> [DIRECTIONS FOR THIS TASK]:
Your task is to output the data exactly as it stands.

> [SUPPLIED MATERIAL]:

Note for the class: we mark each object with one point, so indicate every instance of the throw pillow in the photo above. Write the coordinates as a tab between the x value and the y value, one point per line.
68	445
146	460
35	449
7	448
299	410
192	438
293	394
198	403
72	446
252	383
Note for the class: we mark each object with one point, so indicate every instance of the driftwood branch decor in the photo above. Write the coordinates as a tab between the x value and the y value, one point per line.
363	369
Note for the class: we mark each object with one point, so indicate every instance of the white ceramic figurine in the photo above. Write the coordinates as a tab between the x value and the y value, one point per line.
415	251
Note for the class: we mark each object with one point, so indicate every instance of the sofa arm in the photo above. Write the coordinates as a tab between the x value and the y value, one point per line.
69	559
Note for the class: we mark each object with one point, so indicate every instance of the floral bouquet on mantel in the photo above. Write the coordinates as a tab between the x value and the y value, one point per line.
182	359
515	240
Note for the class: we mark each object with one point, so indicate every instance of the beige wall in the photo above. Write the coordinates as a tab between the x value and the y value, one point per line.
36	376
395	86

> [EXERCISE RESULT]:
Note for the class: we mark each object with one point, so indicate every instance of the throw pillow in the photo above. Write the coordinates as a tab between the x value and the y value, one point per line.
68	445
146	460
35	449
7	448
299	410
192	438
293	394
198	403
72	446
252	383
Note for the class: we mark each object with one point, so indicate every instance of the driftwood branch decor in the photo above. Write the coordinates as a tab between the x value and the y value, one point per line.
363	369
Note for the class: we mark each object with one point, so indicate every instance of the white ceramic figurine in the photo above. Write the coordinates as a tab between the x value and the y value, one point per line.
415	251
Note for the class: we mark each object with one point, so indicate every instance of the sofa arm in the photo above. Write the coordinates as a tab between the x value and the y value, one point per line.
69	559
Note for the class: we mark each object with one point, so indicate every instance of the floral bouquet on mantel in the photo above. Write the coordinates as a tab between the x value and the y value, one point per line.
182	359
515	240
Note for the class: we mark each object with one point, so indicate every instance of the beige wall in the photo above. Write the coordinates as a tab between the x value and the y value, one point per line.
36	376
395	86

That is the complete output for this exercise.